● 読む文章
┌──
HDDの安全な処分方法 BitLockerで暗号化しておけば廃棄時も安心です!
2021/03/12
本エントリーの目次
HDDを捨てたい!どうやって処分すればいいの?
以前、使わなくなったPC(パソコン)を廃棄したときに、データは将来的に使うかもしれないと自宅に保管しておいたHDDだが、やっぱりもう必要なさそうだ。
また自宅で使っていたPCのHDDが壊れて交換した、といった理由で発生した不要なHDDを捨てたい。
でもデータを削除しても、HDDの中のデータは完全には消えていないってネットに書いてあったし…。
HDDを安全に廃棄するにはどうしたら良いのだろうかと、お悩みの方向けに、今回はHDDの安全な廃棄・処分方法をご紹介します!
尚、紹介している安全な廃棄・処分方法は、HDDだけでなくSSD(SATA接続やM.2接続)製品にも使用可能なので、SSD製品を使っている方もぜひ参考になさってください。
HDDの処分方法
まずHDDの処分方法ですが、以下の方法で処分が可能です。
パーツ買い取りを行っているお店に買い取ってもらう
廃棄・処分するHDDが正常に動作する場合には、PCショップやリサイクルショップなど、PCのパーツ買い取りサービスを行っているお店で買い取ってもらうことが可能です。
記憶容量が小さく需要がないなど、商品としての価値がないパーツであった場合には、買い取り不可の場合もあります。
ですがそういったパーツでも無料で引き取ってくれるショップもあるので、正常に動作するHDDであれば、買い取りサービスを行っているお店に持ち込むと良いでしょう。
地方自治体で処分してもらう
HDDは不燃物(燃えないごみ)や粗大ごみとして廃棄可能な地方自治体があります。
そのためお住いの地域の自治体が、HDDを不燃物や粗大ごみとして処分してくれるのであれば、普段のごみ捨てと同じようにHDDを廃棄できるので、この方法が簡単でしょう。
ただ地方自治体によって無料の場合と有料の場合があるので、この点にはご注意ください。
動作不良が起きている・破損しているHDDはPCショップで買い取りや引き取りを行ってもらえないことがあるので、自治体に処分してもらってください。
地方自治体の回収ボックス(小型家電回収BOX)に入れる
一部の地方自治体では公共施設や協力店舗に回収ボックスを設置しており、HDDの回収を行っていることも。
└──
● 保存データ
┌──
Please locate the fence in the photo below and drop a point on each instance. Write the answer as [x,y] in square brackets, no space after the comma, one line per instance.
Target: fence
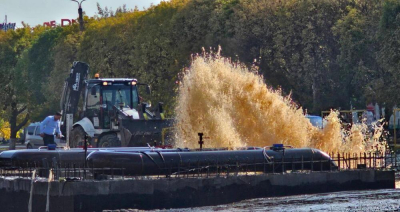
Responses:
[344,161]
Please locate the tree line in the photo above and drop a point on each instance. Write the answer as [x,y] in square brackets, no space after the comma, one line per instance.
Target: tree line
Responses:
[325,53]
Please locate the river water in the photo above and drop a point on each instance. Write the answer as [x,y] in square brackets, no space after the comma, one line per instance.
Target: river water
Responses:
[367,200]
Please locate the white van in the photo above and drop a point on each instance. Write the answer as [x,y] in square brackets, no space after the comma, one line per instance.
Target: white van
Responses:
[33,139]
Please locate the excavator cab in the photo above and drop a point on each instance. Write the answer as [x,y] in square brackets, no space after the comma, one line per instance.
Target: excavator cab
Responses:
[111,113]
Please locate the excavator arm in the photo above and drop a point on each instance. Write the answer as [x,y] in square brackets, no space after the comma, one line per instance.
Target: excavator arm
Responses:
[73,88]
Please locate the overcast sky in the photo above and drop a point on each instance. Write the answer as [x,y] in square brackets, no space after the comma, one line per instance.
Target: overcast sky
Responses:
[36,12]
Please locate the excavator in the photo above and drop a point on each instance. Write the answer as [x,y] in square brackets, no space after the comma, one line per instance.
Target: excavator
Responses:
[110,112]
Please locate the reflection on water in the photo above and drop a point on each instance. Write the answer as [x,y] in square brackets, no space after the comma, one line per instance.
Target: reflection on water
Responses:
[370,200]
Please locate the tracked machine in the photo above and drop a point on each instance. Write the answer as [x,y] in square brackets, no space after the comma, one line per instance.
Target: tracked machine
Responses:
[110,112]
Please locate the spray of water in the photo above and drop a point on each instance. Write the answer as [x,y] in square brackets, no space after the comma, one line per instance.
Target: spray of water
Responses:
[234,108]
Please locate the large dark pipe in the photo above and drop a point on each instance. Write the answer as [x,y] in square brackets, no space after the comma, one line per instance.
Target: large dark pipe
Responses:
[46,158]
[167,163]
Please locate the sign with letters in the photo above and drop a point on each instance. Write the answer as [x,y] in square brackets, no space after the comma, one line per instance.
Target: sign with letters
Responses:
[64,22]
[7,26]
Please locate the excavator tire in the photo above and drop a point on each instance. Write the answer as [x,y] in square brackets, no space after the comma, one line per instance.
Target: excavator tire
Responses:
[109,140]
[77,137]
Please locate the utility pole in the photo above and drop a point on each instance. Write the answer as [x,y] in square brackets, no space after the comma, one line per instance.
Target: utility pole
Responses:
[81,27]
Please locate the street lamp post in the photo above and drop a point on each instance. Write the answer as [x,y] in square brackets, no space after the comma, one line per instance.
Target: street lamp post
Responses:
[81,27]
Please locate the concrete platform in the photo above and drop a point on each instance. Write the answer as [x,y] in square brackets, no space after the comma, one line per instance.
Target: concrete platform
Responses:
[177,193]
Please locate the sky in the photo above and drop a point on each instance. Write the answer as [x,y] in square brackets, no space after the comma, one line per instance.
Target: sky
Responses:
[36,12]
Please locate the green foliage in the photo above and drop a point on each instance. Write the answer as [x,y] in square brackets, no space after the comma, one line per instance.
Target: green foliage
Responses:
[326,53]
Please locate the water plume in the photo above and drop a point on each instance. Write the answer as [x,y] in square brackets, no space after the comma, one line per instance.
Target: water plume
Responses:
[234,108]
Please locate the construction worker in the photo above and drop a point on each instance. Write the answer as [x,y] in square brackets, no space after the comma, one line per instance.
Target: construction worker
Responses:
[49,127]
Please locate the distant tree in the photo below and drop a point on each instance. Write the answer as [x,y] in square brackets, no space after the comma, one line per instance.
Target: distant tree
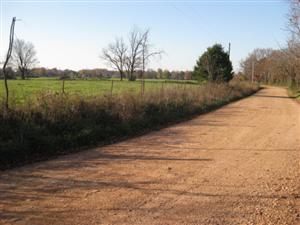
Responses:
[159,73]
[146,52]
[214,65]
[166,74]
[24,56]
[134,57]
[10,73]
[115,55]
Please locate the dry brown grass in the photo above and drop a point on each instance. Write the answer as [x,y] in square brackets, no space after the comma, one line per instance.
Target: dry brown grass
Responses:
[57,124]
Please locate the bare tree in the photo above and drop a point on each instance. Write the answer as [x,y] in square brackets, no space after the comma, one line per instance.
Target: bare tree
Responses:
[115,55]
[24,56]
[134,59]
[8,55]
[146,53]
[294,19]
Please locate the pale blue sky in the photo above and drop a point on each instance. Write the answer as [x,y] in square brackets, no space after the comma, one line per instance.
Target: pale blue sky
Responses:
[71,34]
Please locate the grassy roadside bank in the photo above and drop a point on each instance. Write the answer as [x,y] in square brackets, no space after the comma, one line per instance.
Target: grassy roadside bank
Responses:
[60,124]
[294,92]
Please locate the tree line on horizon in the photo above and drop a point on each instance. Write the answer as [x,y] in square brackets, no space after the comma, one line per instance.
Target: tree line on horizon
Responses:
[281,66]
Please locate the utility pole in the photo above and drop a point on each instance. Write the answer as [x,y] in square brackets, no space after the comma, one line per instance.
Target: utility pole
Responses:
[252,77]
[11,42]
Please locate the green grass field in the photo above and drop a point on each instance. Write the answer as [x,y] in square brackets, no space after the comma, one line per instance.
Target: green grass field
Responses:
[22,90]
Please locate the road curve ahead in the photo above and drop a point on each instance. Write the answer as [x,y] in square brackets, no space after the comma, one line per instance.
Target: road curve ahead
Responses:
[236,165]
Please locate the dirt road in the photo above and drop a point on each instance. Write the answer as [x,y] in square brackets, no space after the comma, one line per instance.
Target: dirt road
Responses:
[237,165]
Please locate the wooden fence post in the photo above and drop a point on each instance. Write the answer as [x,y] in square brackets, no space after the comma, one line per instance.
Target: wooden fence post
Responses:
[111,87]
[63,86]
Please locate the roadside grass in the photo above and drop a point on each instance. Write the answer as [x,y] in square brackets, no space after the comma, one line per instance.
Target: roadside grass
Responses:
[58,124]
[294,92]
[21,91]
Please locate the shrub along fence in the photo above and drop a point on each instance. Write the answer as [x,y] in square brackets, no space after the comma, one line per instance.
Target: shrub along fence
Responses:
[61,123]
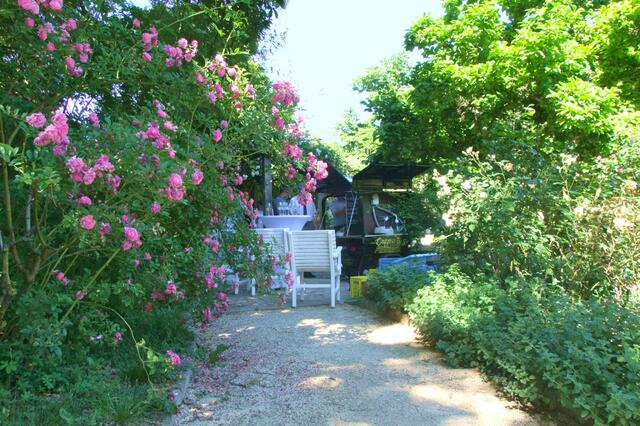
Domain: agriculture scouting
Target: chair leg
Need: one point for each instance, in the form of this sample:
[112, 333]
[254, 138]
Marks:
[333, 292]
[294, 294]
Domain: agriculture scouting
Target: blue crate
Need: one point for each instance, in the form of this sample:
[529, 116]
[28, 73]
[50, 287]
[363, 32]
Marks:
[419, 262]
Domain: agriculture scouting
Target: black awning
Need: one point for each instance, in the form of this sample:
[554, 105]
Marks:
[390, 172]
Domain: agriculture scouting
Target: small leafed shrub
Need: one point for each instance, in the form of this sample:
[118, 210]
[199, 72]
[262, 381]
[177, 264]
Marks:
[395, 288]
[538, 344]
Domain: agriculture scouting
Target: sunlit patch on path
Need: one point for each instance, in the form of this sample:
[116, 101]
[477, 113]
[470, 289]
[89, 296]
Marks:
[343, 366]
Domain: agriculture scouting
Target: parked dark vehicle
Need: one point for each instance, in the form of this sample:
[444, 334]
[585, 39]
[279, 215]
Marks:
[361, 212]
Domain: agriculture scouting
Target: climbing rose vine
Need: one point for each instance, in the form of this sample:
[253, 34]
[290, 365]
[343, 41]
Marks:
[129, 155]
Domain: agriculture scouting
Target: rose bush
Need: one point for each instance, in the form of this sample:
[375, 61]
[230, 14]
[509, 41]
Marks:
[129, 141]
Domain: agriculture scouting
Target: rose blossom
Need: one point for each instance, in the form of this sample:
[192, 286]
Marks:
[105, 229]
[87, 222]
[84, 201]
[174, 358]
[37, 120]
[197, 177]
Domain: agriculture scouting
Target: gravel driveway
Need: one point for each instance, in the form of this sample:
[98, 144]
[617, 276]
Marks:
[343, 366]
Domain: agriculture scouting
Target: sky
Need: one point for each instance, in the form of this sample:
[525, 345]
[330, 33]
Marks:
[329, 43]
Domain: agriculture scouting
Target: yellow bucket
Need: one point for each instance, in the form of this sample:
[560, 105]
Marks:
[355, 285]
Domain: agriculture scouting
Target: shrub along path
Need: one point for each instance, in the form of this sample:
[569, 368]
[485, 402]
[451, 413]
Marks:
[322, 366]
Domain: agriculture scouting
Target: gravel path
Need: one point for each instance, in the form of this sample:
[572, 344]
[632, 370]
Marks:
[343, 366]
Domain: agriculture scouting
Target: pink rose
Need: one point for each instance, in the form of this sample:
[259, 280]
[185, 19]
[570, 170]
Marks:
[197, 177]
[174, 358]
[36, 120]
[29, 6]
[87, 222]
[105, 229]
[131, 234]
[84, 201]
[175, 180]
[170, 288]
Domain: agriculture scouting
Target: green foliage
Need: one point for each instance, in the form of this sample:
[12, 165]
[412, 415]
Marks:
[358, 140]
[85, 321]
[395, 288]
[530, 112]
[539, 345]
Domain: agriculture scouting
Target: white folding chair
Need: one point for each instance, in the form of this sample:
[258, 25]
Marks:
[279, 244]
[315, 251]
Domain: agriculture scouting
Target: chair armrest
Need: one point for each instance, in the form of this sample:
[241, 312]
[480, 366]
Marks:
[338, 253]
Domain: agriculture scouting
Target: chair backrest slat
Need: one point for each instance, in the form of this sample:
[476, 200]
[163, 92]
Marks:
[276, 238]
[312, 250]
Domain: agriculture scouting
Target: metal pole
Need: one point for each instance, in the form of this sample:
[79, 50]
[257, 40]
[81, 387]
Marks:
[267, 184]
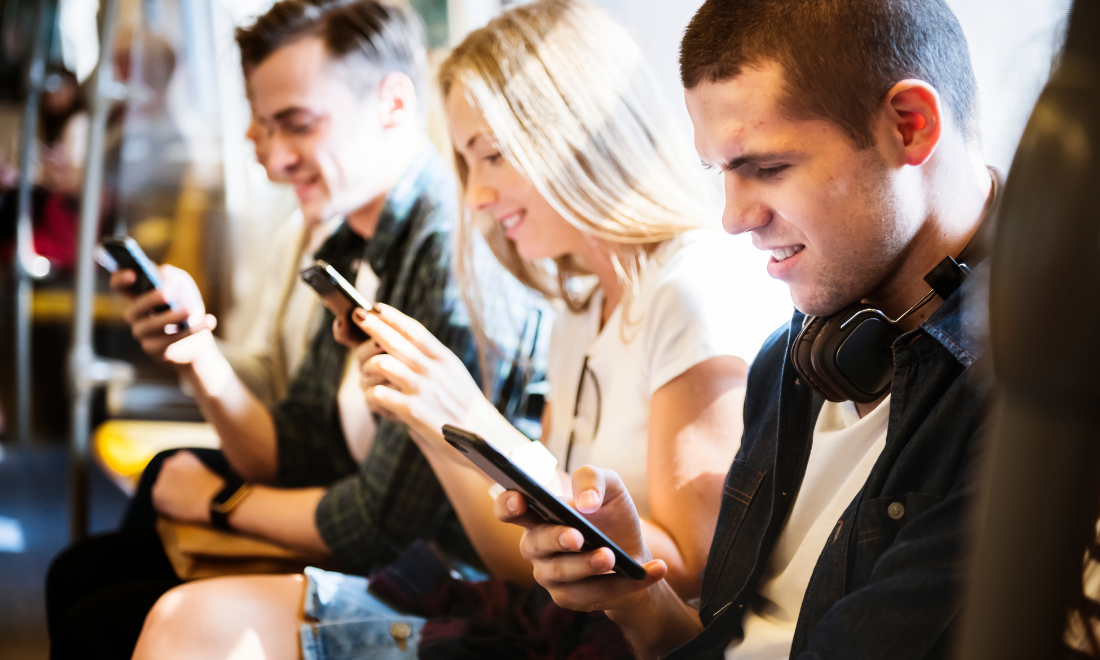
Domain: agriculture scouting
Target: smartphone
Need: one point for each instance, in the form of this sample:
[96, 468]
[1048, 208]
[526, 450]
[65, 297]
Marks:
[546, 504]
[337, 294]
[125, 254]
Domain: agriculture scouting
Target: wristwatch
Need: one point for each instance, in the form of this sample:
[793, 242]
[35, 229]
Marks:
[226, 501]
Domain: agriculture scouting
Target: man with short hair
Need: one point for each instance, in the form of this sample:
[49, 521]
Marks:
[338, 90]
[846, 133]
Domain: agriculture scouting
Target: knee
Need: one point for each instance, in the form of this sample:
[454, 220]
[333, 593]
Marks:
[212, 617]
[176, 619]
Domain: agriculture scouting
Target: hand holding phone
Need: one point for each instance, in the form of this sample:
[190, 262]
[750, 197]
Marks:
[338, 295]
[125, 254]
[542, 502]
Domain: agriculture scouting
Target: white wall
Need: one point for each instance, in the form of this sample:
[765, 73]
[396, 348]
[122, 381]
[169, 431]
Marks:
[1011, 45]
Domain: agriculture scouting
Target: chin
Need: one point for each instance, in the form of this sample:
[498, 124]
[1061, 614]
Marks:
[818, 304]
[528, 252]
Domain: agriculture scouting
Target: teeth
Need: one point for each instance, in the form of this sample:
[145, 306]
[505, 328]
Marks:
[784, 253]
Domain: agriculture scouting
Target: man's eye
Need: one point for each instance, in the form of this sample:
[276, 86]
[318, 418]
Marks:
[301, 129]
[766, 173]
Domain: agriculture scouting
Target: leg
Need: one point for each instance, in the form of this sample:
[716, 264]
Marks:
[227, 618]
[107, 624]
[141, 514]
[102, 563]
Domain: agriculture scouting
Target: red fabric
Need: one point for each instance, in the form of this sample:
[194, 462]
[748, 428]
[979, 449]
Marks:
[56, 232]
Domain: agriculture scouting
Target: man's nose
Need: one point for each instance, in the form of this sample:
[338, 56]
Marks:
[744, 211]
[279, 156]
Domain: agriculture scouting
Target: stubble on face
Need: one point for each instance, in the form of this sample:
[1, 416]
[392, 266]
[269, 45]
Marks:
[860, 250]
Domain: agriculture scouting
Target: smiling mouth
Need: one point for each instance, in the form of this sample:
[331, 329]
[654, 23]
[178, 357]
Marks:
[785, 253]
[514, 219]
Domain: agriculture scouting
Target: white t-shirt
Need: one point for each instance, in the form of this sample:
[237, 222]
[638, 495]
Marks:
[704, 294]
[287, 316]
[845, 448]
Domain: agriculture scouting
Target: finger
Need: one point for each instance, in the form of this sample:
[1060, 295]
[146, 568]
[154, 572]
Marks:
[387, 402]
[342, 334]
[122, 279]
[548, 540]
[590, 485]
[590, 593]
[393, 370]
[158, 344]
[573, 567]
[512, 507]
[155, 326]
[395, 343]
[367, 383]
[143, 305]
[411, 330]
[366, 350]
└──
● やること
A: HDD処分の文章では、動作不良や破損のあるHDDはどこに処分してもらうよう勧めていますか。
B: HDD処分の文章を、最後の文の後から書き継いでください。
項目はここでは使いません。

● 課題ごとの回答
A: 地方自治体です。

B:
この回収ボックスはHDD専用の回収ボックスというわけではなく、携帯電話や時計などの小型家電の回収も行っています。
たとえば奈良県生駒郡斑鳩町では、携帯電話や時計、パソコン、デジタルカメラ、理容用機器(ヘアドライヤー)などと一緒に、ハードディスクやUSBメモリー、メモリーカードといったストレージ製品も回収してくれるそうです。
こういった回収ボックスがある場合には、そこに入れるだけでOKなので、処分がとっても楽ちんですね!
HDD単体など、PCパーツ単体の回収はメーカーでは行っていない!
全部のPCメーカーを調べたわけではないので断定はできませんが、多くのメーカーさんではPC製品全体の回収は行っているものの、HDD単体などPCパーツ単体の回収は行っていません。
そしてこれについては、一般社団法人パソコン3R推進協会でも以下のように書いており、部品だけの廃棄は自治体に問い合わせるように、とのこと。
Q1-3 :部品交換などで不要になった部品だけをメーカーに回収してもらうことはできますか。
メーカーには「パソコン」という製品に対してのみ回収・再資源化の義務が課せられ、また、回収が認められています。
部品一つ一つはPCリサイクルの回収対象ではありません。部品だけの廃棄につきましては、お住まいの自治体にお問い合わせください。
そのためPCショップなどで売却できそうであれば、そこで売却する。
または地方自治体で処分してもらう。
大きくはこの2つがHDDの処分方法となります。
尚、これら処分方針はHDDにかぎらず、PCの内部パーツ全般に共通して言えることです。
HDDのデータは削除しても消えていないって本当なの?
冒頭にこんなことを書きましたね。
『データを削除しても、HDDの中のデータは完全には消えていないってネットに書いてあったし…。』
これがもし本当だとしたら、HDDをPCショップで買い取ってもらったり、地方自治体に処分してもらうのは、ちょっと心配…。
というか、とっても不安ですよね。
自分が処分したHDDを第三者が手に入れて、その人のPCに接続したら、そのデータが見れてしまうかもしれないわけですから。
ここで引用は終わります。